(Given text begins)

After another coffee we caromed along a country road. I had a map spread on my passenger seat but only glanced at it occasionally since Leopoldo seemed to be lurching spasmodically but knowledgably forwards. At one bend in the road, Leopoldo chose the simpler alternative of going straight, into a wheat field. His vehicle ploughed along for a bit and then came to a shuddering stop, surrounded by the staff of life. I followed, much slower, and stopped some distance behind him. I rolled the window down and yelled out at him that this didn’t seem to be the way that was marked on my map ....
Thirteen.

My daughter, Alex, is thirteen. Disconcerting. My little girl has suddenly developed breasts and other accoutrements of womanhood. Her speech has changed as well; she can be dismissive and sarcastic, emotional and unfair, angry and resentful, all within the space of a few minutes conversation. Advice, never very willingly listened to, is now completely unwelcome and, indeed, is something that I rarely offer these days. Hormones, something of which she was, I believe, completely free just months ago, now appear to control her completely. These creatures, hormones, are irreversible; I know, I asked a fellow-suffering doctor friend with two teen-aged girls of his own if there was anything that might stop this maturing process and restore to me my little girl and he shook his head sadly and simply offered me another glass of wine. Once in a while my daughter will permit me to listen to her. Mostly this is when she or, more correctly, her hormones have concocted some fairly ditzy theory about unpopularity (hers) or the long-planned tortures of the educational system which she is being forced to endure at the hands of evil teachers who took up the profession decades before in the sole hope that one day they would have the opportunity to inflict misery upon my daughter.

(Given text ends)
(Supplied information begins)

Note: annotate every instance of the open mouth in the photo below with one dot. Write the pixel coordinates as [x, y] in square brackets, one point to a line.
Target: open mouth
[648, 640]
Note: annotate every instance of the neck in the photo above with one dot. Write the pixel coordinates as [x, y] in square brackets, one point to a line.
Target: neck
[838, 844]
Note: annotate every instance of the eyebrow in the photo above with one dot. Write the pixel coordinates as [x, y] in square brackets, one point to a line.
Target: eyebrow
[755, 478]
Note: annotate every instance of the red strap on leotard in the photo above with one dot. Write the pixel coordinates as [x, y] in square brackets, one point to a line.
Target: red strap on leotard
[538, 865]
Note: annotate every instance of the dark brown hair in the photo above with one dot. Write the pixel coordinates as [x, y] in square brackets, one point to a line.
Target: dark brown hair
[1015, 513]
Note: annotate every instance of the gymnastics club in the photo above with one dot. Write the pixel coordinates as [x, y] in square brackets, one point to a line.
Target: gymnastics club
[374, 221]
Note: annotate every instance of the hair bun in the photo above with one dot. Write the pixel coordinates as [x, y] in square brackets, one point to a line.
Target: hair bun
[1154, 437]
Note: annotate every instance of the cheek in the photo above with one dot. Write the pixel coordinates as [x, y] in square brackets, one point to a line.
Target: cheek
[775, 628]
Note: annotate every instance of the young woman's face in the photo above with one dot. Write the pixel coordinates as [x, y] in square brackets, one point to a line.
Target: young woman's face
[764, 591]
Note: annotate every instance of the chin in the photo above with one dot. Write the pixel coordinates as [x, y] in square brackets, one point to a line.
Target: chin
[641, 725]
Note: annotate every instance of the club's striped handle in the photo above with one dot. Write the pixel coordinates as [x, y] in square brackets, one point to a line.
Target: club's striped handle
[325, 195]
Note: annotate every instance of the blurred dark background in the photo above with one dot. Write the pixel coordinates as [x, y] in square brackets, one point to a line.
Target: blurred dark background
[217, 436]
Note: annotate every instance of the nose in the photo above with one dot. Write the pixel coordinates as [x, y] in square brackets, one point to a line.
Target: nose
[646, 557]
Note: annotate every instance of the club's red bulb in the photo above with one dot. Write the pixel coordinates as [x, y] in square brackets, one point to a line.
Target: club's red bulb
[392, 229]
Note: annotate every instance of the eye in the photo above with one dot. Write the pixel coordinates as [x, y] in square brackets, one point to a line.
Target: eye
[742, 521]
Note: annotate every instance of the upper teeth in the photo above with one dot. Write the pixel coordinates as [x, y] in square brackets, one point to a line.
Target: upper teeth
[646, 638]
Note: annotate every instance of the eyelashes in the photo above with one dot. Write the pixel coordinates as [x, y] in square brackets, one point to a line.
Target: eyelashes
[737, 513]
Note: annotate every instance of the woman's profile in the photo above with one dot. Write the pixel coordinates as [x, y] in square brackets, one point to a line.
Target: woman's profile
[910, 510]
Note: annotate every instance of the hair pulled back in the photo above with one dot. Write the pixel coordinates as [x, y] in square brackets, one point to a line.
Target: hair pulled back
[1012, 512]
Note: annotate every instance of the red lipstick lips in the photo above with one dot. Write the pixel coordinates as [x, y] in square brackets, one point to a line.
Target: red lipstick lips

(Supplied information ends)

• Problem set:
[1] Using the passage about the country drive and the narrator's daughter, decide whether each statement agrees with it: (a) Alex is thirteen. (b) The narrator often offers advice to Alex these days. (c) Leopoldo drove into a wheat field. For each, answer yes or no and quote the words of the passage that decide it.
[2] In the passage about the country drive and the narrator's daughter, what did the doctor friend offer the narrator after shaking his head?

• Answers for the exercise:
[1]
(a) Yes: "My daughter, Alex, is thirteen."
(b) No: "is something that I rarely offer these days."
(c) Yes: "Leopoldo chose the simpler alternative of going straight, into a wheat field."

[2] Another glass of wine.